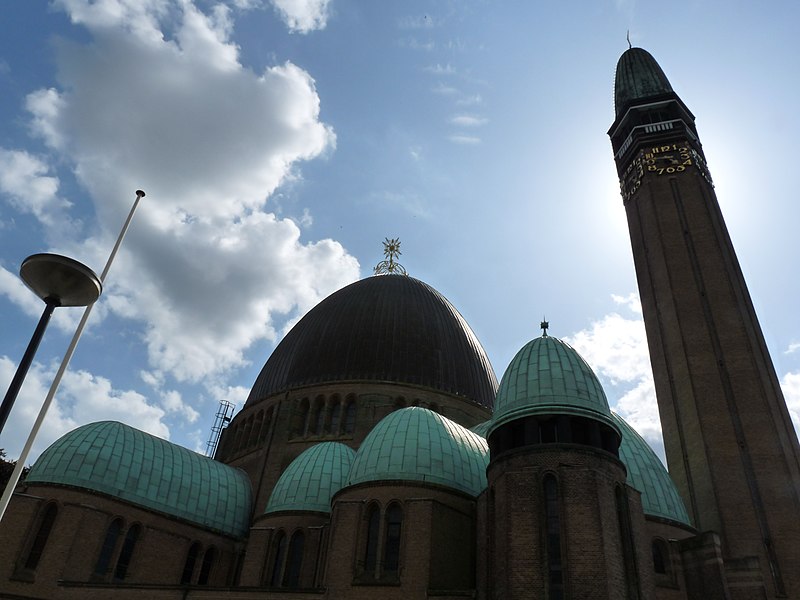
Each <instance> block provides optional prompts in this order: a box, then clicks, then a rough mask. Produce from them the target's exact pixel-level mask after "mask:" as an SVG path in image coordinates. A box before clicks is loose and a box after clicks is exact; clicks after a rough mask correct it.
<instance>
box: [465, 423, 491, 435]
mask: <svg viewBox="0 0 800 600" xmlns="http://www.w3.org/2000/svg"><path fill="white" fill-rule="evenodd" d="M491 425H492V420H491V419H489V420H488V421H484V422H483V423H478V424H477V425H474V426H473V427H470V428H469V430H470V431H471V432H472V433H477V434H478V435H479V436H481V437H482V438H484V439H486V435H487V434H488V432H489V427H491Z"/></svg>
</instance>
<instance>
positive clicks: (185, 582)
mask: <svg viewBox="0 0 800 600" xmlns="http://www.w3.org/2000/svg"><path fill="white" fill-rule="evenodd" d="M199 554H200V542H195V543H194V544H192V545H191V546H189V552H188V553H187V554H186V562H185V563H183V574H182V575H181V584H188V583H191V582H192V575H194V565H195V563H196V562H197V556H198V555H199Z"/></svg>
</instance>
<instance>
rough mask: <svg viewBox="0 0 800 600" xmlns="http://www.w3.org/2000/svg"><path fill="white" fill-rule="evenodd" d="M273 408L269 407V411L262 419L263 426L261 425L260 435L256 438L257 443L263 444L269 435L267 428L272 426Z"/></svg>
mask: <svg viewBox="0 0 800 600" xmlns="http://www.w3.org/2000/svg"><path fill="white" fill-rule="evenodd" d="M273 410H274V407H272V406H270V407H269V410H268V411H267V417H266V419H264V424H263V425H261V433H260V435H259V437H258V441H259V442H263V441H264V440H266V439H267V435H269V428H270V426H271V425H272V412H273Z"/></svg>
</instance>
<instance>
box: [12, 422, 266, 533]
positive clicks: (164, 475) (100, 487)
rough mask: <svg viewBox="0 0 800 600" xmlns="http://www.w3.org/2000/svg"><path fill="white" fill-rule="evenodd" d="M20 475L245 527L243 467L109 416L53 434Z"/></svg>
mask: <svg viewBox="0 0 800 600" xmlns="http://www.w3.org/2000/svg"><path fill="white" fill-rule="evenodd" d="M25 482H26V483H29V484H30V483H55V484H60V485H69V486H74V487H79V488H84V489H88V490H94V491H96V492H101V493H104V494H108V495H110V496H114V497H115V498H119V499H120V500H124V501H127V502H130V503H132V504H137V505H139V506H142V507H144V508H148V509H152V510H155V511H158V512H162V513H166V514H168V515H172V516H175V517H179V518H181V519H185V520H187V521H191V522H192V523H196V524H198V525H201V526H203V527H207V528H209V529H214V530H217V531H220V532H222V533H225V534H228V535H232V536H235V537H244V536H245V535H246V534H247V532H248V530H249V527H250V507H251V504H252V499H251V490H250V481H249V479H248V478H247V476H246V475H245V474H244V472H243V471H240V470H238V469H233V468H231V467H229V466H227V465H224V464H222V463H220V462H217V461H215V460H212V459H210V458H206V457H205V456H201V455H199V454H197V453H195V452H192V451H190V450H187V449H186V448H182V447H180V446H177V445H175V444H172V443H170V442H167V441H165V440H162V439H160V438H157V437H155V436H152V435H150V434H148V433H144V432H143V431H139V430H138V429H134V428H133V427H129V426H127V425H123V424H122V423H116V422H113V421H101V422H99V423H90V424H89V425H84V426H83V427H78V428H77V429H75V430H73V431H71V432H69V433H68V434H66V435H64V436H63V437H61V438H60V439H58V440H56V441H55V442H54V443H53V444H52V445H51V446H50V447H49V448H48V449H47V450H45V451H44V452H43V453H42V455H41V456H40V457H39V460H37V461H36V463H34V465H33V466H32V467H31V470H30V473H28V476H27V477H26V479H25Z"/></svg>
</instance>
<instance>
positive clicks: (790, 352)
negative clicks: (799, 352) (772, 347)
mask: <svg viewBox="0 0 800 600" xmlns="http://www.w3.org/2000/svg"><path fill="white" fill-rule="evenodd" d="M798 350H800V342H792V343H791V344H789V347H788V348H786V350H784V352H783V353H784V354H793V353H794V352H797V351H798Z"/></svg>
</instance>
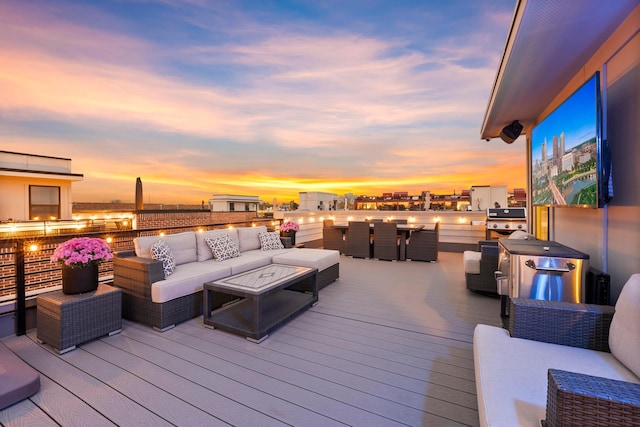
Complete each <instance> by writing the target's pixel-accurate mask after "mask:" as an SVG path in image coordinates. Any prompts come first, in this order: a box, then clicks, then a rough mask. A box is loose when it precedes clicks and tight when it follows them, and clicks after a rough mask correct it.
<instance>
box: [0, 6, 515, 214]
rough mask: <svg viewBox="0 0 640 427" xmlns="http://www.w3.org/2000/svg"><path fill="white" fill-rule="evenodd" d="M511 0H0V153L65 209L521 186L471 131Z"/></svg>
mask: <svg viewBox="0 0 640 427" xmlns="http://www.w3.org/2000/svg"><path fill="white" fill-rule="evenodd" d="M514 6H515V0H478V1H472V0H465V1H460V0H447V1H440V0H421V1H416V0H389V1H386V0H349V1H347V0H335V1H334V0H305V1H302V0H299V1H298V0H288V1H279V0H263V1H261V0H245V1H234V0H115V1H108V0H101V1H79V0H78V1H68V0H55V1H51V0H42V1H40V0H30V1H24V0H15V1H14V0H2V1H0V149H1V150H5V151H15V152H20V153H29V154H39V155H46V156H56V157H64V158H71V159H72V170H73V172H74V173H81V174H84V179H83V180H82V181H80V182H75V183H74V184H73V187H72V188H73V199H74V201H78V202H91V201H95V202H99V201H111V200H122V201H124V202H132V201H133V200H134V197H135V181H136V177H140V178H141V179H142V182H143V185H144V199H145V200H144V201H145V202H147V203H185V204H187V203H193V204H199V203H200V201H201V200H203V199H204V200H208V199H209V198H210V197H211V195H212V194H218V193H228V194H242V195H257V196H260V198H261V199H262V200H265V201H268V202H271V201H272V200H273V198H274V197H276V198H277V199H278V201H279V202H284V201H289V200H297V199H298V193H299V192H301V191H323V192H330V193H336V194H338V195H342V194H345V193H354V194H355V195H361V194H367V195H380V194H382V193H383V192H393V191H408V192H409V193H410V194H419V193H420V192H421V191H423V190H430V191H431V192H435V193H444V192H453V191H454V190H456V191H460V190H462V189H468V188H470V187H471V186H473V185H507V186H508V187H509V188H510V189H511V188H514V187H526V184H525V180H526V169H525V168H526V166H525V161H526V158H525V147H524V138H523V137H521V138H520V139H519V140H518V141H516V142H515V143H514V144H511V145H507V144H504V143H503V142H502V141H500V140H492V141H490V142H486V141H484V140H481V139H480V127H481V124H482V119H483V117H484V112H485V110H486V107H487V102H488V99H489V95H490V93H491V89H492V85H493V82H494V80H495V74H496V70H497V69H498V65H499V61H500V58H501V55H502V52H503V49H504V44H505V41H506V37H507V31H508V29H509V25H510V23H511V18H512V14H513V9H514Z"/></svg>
------------------------------
§ Work item: Without the images, output all the entries exactly as they stand.

§ Solution to this task:
Each <instance> block provides optional prompts in this order: a box, then clicks, then a rough mask. Produce from them the target's exact pixel-level mask after "mask:" as an SVG path in image coordinates. A box before clicks is loose and a box after clicks is exact; clicks after a rough mask correct it.
<instance>
box: [465, 423, 491, 435]
mask: <svg viewBox="0 0 800 600" xmlns="http://www.w3.org/2000/svg"><path fill="white" fill-rule="evenodd" d="M491 425H492V420H491V419H489V420H488V421H484V422H483V423H478V424H477V425H474V426H473V427H470V428H469V430H470V431H471V432H472V433H477V434H478V435H479V436H481V437H482V438H484V439H486V435H487V434H488V432H489V427H491Z"/></svg>
</instance>
<instance>
positive clicks: (185, 582)
mask: <svg viewBox="0 0 800 600" xmlns="http://www.w3.org/2000/svg"><path fill="white" fill-rule="evenodd" d="M199 554H200V542H195V543H194V544H192V545H191V546H189V552H188V553H187V554H186V562H185V563H183V574H182V575H181V584H188V583H191V582H192V575H194V565H195V563H196V562H197V556H198V555H199Z"/></svg>
</instance>
<instance>
rough mask: <svg viewBox="0 0 800 600" xmlns="http://www.w3.org/2000/svg"><path fill="white" fill-rule="evenodd" d="M273 408L269 407V411L262 419L263 426L261 425L260 435L256 438L257 443L263 444L269 435L267 428L272 426Z"/></svg>
mask: <svg viewBox="0 0 800 600" xmlns="http://www.w3.org/2000/svg"><path fill="white" fill-rule="evenodd" d="M273 410H274V407H272V406H270V407H269V410H268V411H267V417H266V419H264V424H263V425H261V433H260V435H259V437H258V441H259V442H263V441H264V440H266V439H267V435H269V428H270V426H271V425H272V412H273Z"/></svg>
</instance>
<instance>
box: [12, 422, 266, 533]
positive clicks: (164, 475) (100, 487)
rough mask: <svg viewBox="0 0 800 600" xmlns="http://www.w3.org/2000/svg"><path fill="white" fill-rule="evenodd" d="M20 475L245 527L243 467L109 416L53 434Z"/></svg>
mask: <svg viewBox="0 0 800 600" xmlns="http://www.w3.org/2000/svg"><path fill="white" fill-rule="evenodd" d="M25 482H26V483H29V484H30V483H55V484H60V485H69V486H74V487H79V488H84V489H88V490H94V491H96V492H101V493H104V494H108V495H110V496H114V497H115V498H119V499H120V500H124V501H127V502H130V503H132V504H137V505H139V506H142V507H144V508H148V509H152V510H155V511H158V512H162V513H166V514H168V515H172V516H175V517H179V518H181V519H185V520H187V521H191V522H192V523H196V524H198V525H201V526H203V527H207V528H209V529H214V530H217V531H220V532H222V533H225V534H228V535H232V536H235V537H244V536H245V535H246V534H247V532H248V530H249V527H250V507H251V504H252V499H251V490H250V481H249V479H248V478H247V476H246V475H245V474H244V472H243V471H240V470H238V469H233V468H231V467H229V466H227V465H224V464H222V463H220V462H217V461H215V460H212V459H210V458H206V457H205V456H201V455H199V454H197V453H195V452H192V451H190V450H187V449H186V448H182V447H180V446H177V445H175V444H172V443H170V442H167V441H165V440H162V439H160V438H157V437H155V436H152V435H150V434H148V433H144V432H143V431H139V430H138V429H134V428H133V427H129V426H127V425H123V424H122V423H116V422H113V421H101V422H99V423H90V424H89V425H84V426H83V427H78V428H77V429H75V430H73V431H71V432H69V433H68V434H66V435H64V436H63V437H61V438H60V439H58V440H56V441H55V442H54V443H53V444H52V445H51V446H50V447H49V448H48V449H47V450H45V451H44V452H43V453H42V455H41V456H40V457H39V460H37V461H36V463H34V465H33V466H32V467H31V470H30V473H28V476H27V477H26V479H25Z"/></svg>
</instance>
<instance>
positive clicks: (790, 352)
negative clicks: (799, 352) (772, 347)
mask: <svg viewBox="0 0 800 600" xmlns="http://www.w3.org/2000/svg"><path fill="white" fill-rule="evenodd" d="M798 350H800V342H792V343H791V344H789V347H788V348H786V350H784V352H783V353H784V354H793V353H794V352H797V351H798Z"/></svg>
</instance>
Complete each <instance> by writing the target's pixel-accurate mask after "mask:" as an SVG path in image coordinates. Any prompts come first, in this order: a box, then clicks, then a rough mask. A box is loose when it precedes clicks and tight when it follows them, and clicks after a rough mask correct it.
<instance>
box: [0, 6, 515, 214]
rough mask: <svg viewBox="0 0 640 427" xmlns="http://www.w3.org/2000/svg"><path fill="white" fill-rule="evenodd" d="M511 0H0V153L65 209L521 186L471 131Z"/></svg>
mask: <svg viewBox="0 0 640 427" xmlns="http://www.w3.org/2000/svg"><path fill="white" fill-rule="evenodd" d="M514 6H515V0H478V1H472V0H465V1H460V0H447V1H440V0H421V1H416V0H389V1H386V0H349V1H347V0H335V1H334V0H305V1H302V0H299V1H298V0H288V1H279V0H263V1H261V0H245V1H234V0H115V1H108V0H101V1H79V0H78V1H68V0H55V1H51V0H42V1H40V0H30V1H24V0H15V1H14V0H2V1H0V149H1V150H5V151H15V152H20V153H29V154H39V155H46V156H56V157H64V158H71V159H72V170H73V172H74V173H81V174H84V179H83V180H82V181H80V182H75V183H74V184H73V187H72V188H73V199H74V201H78V202H91V201H95V202H99V201H111V200H122V201H124V202H132V201H133V200H134V197H135V181H136V177H140V178H141V179H142V182H143V185H144V199H145V200H144V201H145V202H147V203H185V204H187V203H193V204H199V203H200V201H201V200H203V199H204V200H208V199H209V198H210V197H211V195H212V194H218V193H228V194H242V195H257V196H260V198H261V199H262V200H265V201H268V202H271V201H272V200H273V198H274V197H276V198H277V199H278V201H279V202H284V201H289V200H297V199H298V193H299V192H301V191H323V192H330V193H336V194H338V195H342V194H345V193H354V194H355V195H361V194H367V195H380V194H382V193H383V192H393V191H408V192H409V193H410V194H419V193H420V192H421V191H423V190H430V191H431V192H435V193H444V192H453V191H454V190H456V191H460V190H462V189H468V188H470V187H471V186H473V185H507V186H508V187H509V188H510V189H511V188H514V187H526V184H525V180H526V169H525V168H526V166H525V161H526V158H525V147H524V138H523V137H521V138H520V139H519V140H518V141H516V142H515V143H514V144H511V145H507V144H504V143H503V142H502V141H500V140H492V141H490V142H486V141H484V140H481V139H480V127H481V124H482V119H483V117H484V112H485V110H486V107H487V102H488V99H489V95H490V93H491V89H492V85H493V82H494V80H495V74H496V70H497V69H498V65H499V61H500V58H501V55H502V52H503V49H504V44H505V41H506V37H507V31H508V29H509V25H510V23H511V18H512V14H513V9H514Z"/></svg>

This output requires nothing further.